Text block:
########################################

Patent Application
20130047611
The invention relates to a solar power station part of a solar-thermal power station having solar collector surfaces for a heat carrier medium and a working medium, and to a solar-thermal power station. The invention furthermore relates to a method for operation of a solar-thermal power station.
Solar-thermal power stations represent an alternative to conventional electricity generation. At the moment, solar-thermal power stations are designed with parabolic groove collectors and indirect vaporization.
In one embodiment of this solar-thermal power station, the heat carrier medium is heated in the parabolic groove collectors. The hot heat carrier medium emits its energy in a downstream heat exchanger (steam generator) to the feed water coming from the condenser. The steam which is produced is fed to a steam turbine.
By way of example, thermal oil is used as the heat carrier medium. The maximum permissible temperature of this thermal oil is about 400° C. Higher temperatures would result in the oil decomposing. When the oil temperature approaches this critical value, either the mirror is rotated away from the focus, or the flow rate of the oil is increased. In consequence, the maximum high-pressure temperature and the hot intermediate superheater temperature of the steam which is produced are not above about 390° C. The pressure of the steam that is produced is 100 to 120 bar.
Maximum water-steam circuit efficiencies of 38% can be achieved with these steam temperatures.
The object of the invention is to considerably increase the comparatively low efficiencies of said apparatus and said method.
According to the invention, this object is achieved by the apparatus as claimed in the claims, by the apparatus as claimed in the claims, and by the method as claimed in the claims. Advantageous developments of the invention are defined in the respective dependent claims.
It is proposed that, in the case of a solar power station part of a solar-thermal power station, having a first solar collector surface which is arranged in a subsection of a heat carrier medium circuit, a second solar collector surface be arranged in the solar power station part as a superheater for a working medium, which can be expanded in a turbine with technical work being output.
The invention is accordingly based on the idea of applying a heat carrier medium to a part of the overall solar collector surface, and of using this for preheating, vaporization and slight superheating. The working medium flows directly through the remaining part of the overall solar collector surface, and can be heated to higher temperatures (e.g. 600° C.) than the heat carrier medium.
The solar power station part advantageously comprises a third solar collector surface as an intermediate superheater for the working medium. After first being expanded in the high-pressure part of the turbine, the steam can thus also be intermediately superheated to higher temperatures than when heat is exchanged with a heat carrier medium at a lower temperature.

########################################

Record extracts:
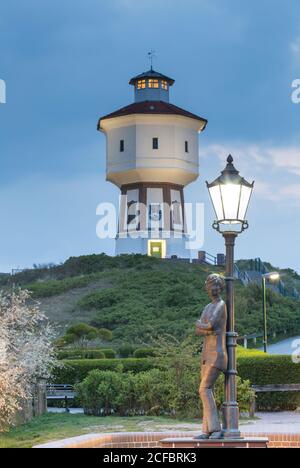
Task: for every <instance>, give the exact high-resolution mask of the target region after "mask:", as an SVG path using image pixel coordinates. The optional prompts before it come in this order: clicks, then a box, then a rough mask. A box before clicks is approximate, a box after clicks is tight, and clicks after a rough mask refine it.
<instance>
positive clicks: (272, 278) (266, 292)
mask: <svg viewBox="0 0 300 468" xmlns="http://www.w3.org/2000/svg"><path fill="white" fill-rule="evenodd" d="M279 278H280V275H279V273H277V272H276V271H274V272H271V273H265V274H264V275H262V303H263V321H264V339H263V343H264V352H265V353H267V352H268V321H267V320H268V318H267V288H266V281H267V280H269V281H278V280H279Z"/></svg>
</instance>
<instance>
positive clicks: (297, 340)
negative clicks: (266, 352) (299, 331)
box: [261, 336, 300, 355]
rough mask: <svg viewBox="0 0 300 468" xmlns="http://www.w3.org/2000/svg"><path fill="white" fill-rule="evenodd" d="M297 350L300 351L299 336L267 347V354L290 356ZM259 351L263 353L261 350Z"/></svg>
mask: <svg viewBox="0 0 300 468" xmlns="http://www.w3.org/2000/svg"><path fill="white" fill-rule="evenodd" d="M297 349H299V350H300V336H295V337H294V338H287V339H286V340H283V341H279V343H274V344H271V345H269V346H268V353H269V354H285V355H291V354H293V353H294V352H295V351H296V350H297ZM261 351H263V349H262V348H261Z"/></svg>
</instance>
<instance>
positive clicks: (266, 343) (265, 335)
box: [262, 276, 268, 353]
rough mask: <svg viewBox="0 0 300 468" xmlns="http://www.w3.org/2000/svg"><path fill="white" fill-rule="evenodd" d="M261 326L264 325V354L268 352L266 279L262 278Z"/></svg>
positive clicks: (267, 323) (267, 324) (267, 331)
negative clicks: (261, 322) (261, 312)
mask: <svg viewBox="0 0 300 468" xmlns="http://www.w3.org/2000/svg"><path fill="white" fill-rule="evenodd" d="M262 300H263V324H264V352H265V353H267V352H268V322H267V291H266V278H265V276H263V277H262Z"/></svg>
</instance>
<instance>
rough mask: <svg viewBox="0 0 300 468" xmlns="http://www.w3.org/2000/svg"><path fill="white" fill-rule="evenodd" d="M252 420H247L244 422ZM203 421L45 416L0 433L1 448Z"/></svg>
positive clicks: (148, 417)
mask: <svg viewBox="0 0 300 468" xmlns="http://www.w3.org/2000/svg"><path fill="white" fill-rule="evenodd" d="M247 421H249V419H247V418H244V419H243V422H244V423H245V422H247ZM200 422H201V421H200V420H195V419H184V420H179V419H172V418H167V417H155V416H153V417H152V416H148V417H147V416H143V417H130V418H129V417H127V418H126V417H124V418H121V417H117V416H109V417H105V418H99V417H95V416H85V415H84V414H66V413H61V414H53V413H52V414H51V413H48V414H45V415H43V416H40V417H38V418H35V419H33V420H32V421H31V422H29V423H27V424H24V425H22V426H19V427H16V428H14V429H11V430H10V431H9V432H8V433H5V434H2V435H1V434H0V448H32V447H33V446H36V445H40V444H44V443H46V442H51V441H54V440H60V439H67V438H70V437H76V436H80V435H84V434H90V433H100V432H151V431H155V432H164V431H167V430H174V429H175V430H176V429H177V430H184V431H189V430H190V431H197V430H200Z"/></svg>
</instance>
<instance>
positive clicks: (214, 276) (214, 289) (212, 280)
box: [205, 273, 225, 298]
mask: <svg viewBox="0 0 300 468" xmlns="http://www.w3.org/2000/svg"><path fill="white" fill-rule="evenodd" d="M205 287H206V291H207V292H208V294H209V295H210V296H211V297H213V298H214V297H219V296H220V295H221V294H222V291H223V290H224V288H225V279H224V276H221V275H218V274H216V273H214V274H212V275H209V276H208V278H207V280H206V282H205Z"/></svg>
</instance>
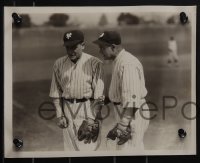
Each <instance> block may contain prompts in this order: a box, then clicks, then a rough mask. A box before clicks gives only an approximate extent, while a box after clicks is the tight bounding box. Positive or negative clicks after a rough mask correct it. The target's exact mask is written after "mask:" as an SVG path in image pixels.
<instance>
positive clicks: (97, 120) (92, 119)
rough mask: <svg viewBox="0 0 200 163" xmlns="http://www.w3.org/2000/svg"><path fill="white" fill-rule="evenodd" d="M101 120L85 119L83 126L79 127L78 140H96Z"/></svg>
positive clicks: (93, 141)
mask: <svg viewBox="0 0 200 163" xmlns="http://www.w3.org/2000/svg"><path fill="white" fill-rule="evenodd" d="M99 126H100V125H99V121H98V120H96V119H95V120H93V119H91V118H88V119H87V120H83V122H82V124H81V126H80V127H79V129H78V140H79V141H83V140H84V143H85V144H87V143H88V144H89V143H91V141H92V142H96V141H97V138H98V135H99Z"/></svg>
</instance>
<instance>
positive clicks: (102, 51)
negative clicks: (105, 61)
mask: <svg viewBox="0 0 200 163" xmlns="http://www.w3.org/2000/svg"><path fill="white" fill-rule="evenodd" d="M99 49H100V50H99V52H100V53H101V54H102V55H103V58H104V60H113V59H114V52H113V49H112V47H111V46H101V45H99Z"/></svg>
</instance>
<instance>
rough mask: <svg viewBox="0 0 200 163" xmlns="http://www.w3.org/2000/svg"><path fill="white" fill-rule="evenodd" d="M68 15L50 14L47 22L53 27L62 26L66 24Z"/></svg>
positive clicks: (57, 26) (60, 14)
mask: <svg viewBox="0 0 200 163" xmlns="http://www.w3.org/2000/svg"><path fill="white" fill-rule="evenodd" d="M68 20H69V16H68V15H66V14H52V15H51V16H50V17H49V24H51V25H52V26H54V27H63V26H66V24H67V21H68Z"/></svg>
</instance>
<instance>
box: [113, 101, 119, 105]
mask: <svg viewBox="0 0 200 163" xmlns="http://www.w3.org/2000/svg"><path fill="white" fill-rule="evenodd" d="M113 104H114V105H121V102H113Z"/></svg>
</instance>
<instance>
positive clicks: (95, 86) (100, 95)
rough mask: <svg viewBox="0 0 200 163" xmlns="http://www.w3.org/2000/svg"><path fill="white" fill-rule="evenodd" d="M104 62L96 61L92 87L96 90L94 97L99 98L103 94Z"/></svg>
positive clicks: (103, 87)
mask: <svg viewBox="0 0 200 163" xmlns="http://www.w3.org/2000/svg"><path fill="white" fill-rule="evenodd" d="M103 81H104V80H103V64H102V62H100V61H97V63H94V68H93V81H92V88H93V91H94V99H99V97H102V96H103V91H104V82H103Z"/></svg>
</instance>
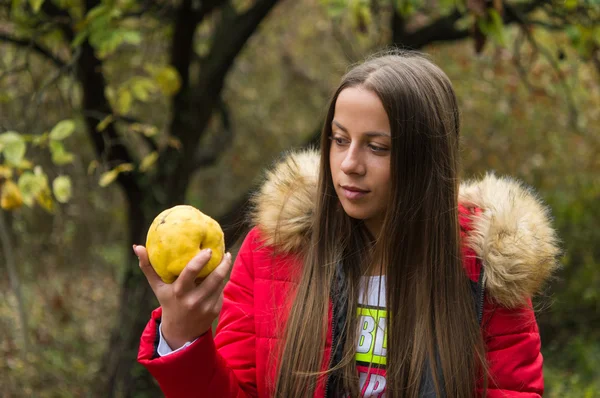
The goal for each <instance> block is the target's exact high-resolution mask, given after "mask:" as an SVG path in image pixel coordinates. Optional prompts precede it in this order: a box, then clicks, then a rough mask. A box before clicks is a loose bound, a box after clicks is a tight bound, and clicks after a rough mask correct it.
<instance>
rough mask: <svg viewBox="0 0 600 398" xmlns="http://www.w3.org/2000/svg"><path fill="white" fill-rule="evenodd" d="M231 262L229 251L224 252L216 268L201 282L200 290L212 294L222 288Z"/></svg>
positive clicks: (224, 285) (214, 292)
mask: <svg viewBox="0 0 600 398" xmlns="http://www.w3.org/2000/svg"><path fill="white" fill-rule="evenodd" d="M232 264H233V261H232V260H231V253H227V254H225V255H224V256H223V260H221V263H220V264H219V265H218V266H217V268H215V269H214V271H213V272H211V273H210V275H208V276H207V277H206V279H204V281H203V282H202V283H201V285H202V290H203V291H204V292H206V293H205V294H207V295H213V294H215V293H216V292H220V291H221V290H223V287H224V286H225V282H226V281H227V276H228V275H229V271H231V266H232Z"/></svg>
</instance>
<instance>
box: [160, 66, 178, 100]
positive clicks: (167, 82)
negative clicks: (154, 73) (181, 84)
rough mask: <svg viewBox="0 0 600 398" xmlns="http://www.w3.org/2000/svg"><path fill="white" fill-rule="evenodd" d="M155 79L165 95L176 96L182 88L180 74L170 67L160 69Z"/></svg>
mask: <svg viewBox="0 0 600 398" xmlns="http://www.w3.org/2000/svg"><path fill="white" fill-rule="evenodd" d="M154 79H155V80H156V84H157V85H158V87H159V88H160V90H161V91H162V92H163V94H164V95H174V94H176V93H177V92H178V91H179V89H180V88H181V78H180V77H179V73H178V72H177V70H176V69H175V68H173V67H172V66H170V65H168V66H165V67H164V68H162V69H159V70H158V71H157V72H156V74H155V75H154Z"/></svg>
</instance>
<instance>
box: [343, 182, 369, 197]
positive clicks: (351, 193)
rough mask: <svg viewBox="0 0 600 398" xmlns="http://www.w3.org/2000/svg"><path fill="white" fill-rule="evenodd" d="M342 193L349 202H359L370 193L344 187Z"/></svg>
mask: <svg viewBox="0 0 600 398" xmlns="http://www.w3.org/2000/svg"><path fill="white" fill-rule="evenodd" d="M342 193H343V195H344V196H345V197H346V199H348V200H357V199H361V198H363V197H364V196H365V195H367V194H368V193H369V191H367V190H365V189H360V188H358V187H353V186H344V185H342Z"/></svg>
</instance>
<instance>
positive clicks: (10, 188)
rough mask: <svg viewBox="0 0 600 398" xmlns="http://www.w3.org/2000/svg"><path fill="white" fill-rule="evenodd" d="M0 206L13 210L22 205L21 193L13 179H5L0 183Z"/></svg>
mask: <svg viewBox="0 0 600 398" xmlns="http://www.w3.org/2000/svg"><path fill="white" fill-rule="evenodd" d="M0 191H1V195H0V207H2V208H3V209H4V210H14V209H18V208H19V207H21V206H23V195H21V191H20V190H19V187H18V186H17V184H15V183H14V182H13V180H10V179H9V180H6V181H4V183H3V184H2V185H0Z"/></svg>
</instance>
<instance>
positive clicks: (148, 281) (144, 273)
mask: <svg viewBox="0 0 600 398" xmlns="http://www.w3.org/2000/svg"><path fill="white" fill-rule="evenodd" d="M133 252H134V253H135V255H136V256H137V257H138V259H139V260H140V269H141V270H142V272H143V273H144V275H145V276H146V279H147V280H148V283H149V284H150V287H151V288H152V291H153V292H154V294H156V292H157V290H158V289H159V288H160V287H161V286H163V285H164V282H163V281H162V279H160V276H158V274H157V273H156V271H155V270H154V268H153V267H152V265H151V264H150V260H149V259H148V251H147V250H146V248H145V247H144V246H140V245H133Z"/></svg>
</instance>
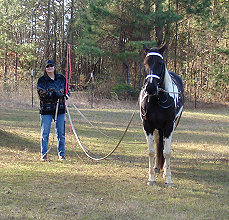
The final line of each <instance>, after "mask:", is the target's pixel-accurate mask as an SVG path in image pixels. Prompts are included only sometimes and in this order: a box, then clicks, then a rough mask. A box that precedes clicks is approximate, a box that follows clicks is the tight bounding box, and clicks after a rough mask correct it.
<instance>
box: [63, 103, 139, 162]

########################################

Exercises:
a) Turn the paragraph in the solar-thermal power station text that begins "By way of example, thermal oil" into a short bulleted list that keeps its main facts.
b) Write the next part of the solar-thermal power station text, picking up after its final paragraph.

Answer set:
a)
- Thermal oil serves as the heat carrier medium, for example.
- Its maximum permissible temperature is about 400° C; higher temperatures would decompose it.
- Near that limit, either the mirror is rotated away from the focus or the oil flow rate is increased.
- As a result, the steam's maximum high-pressure temperature and hot intermediate superheater temperature stay at or below about 390° C.
- The steam is produced at a pressure of 100 to 120 bar.

b)
The heat carrier medium is expediently a thermal oil. The major advantage of thermal oil over water is the considerably higher boiling point. A temperature of more than 300° C. can thus be reached without problems relating to steam states and increased pressures becoming significant. It is likewise expedient for the working medium to contain water.
The solar collector surfaces are advantageously parabolic groove collector surfaces. Parabolic groove technology is the most cost-effective variant for solar collector surfaces at the moment.
In an alternative advantageous refinement, the solar collector surfaces are Fresnel collector surfaces. The advantages of Fresnel technology over parabolic groove technology are the simple design of the Fresnel collector and the capability to use the space under the collector. A further advantage is the pipe system, because there is no need to change the flow direction because of the pipe length of several hundred meters as a result of which pressure losses in Fresnel collectors are comparatively low.
The first solar collector surface advantageously comprises parabolic groove or Fresnel collectors, and the second solar collector surface comprises a tower heating surface. Parabolic groove and Fresnel collectors normally have a heat carrier medium applied to them and can be used reliably up to pressures of 20 to 30 bar. They are therefore suitable for use as first solar collector surfaces. Designing parabolic groove and Fresnel collectors for the high pressures of the working medium can lead to mechanical problems. For these reasons, the second solar collector surface comprises a solar tower, which is stationary and whose tower heating surface is illuminated by tracked flat mirrors.
The third solar collector surface expediently likewise comprises a tower heating surface.
According to the invention, the object relating to a solar-thermal power station is achieved by a solar-thermal power station comprising a solar power station part, a working medium circuit in which a steam turbine is arranged, a first heat exchanger for transmission of heat from the heat carrier medium circuit to the working medium circuit, with the primary side of the heat exchanger being connected in the heat carrier medium circuit, and with the secondary side being connected in the working medium circuit, wherein the superheater is connected downstream from the first heat exchanger in the flow direction of the working medium, in the working medium circuit.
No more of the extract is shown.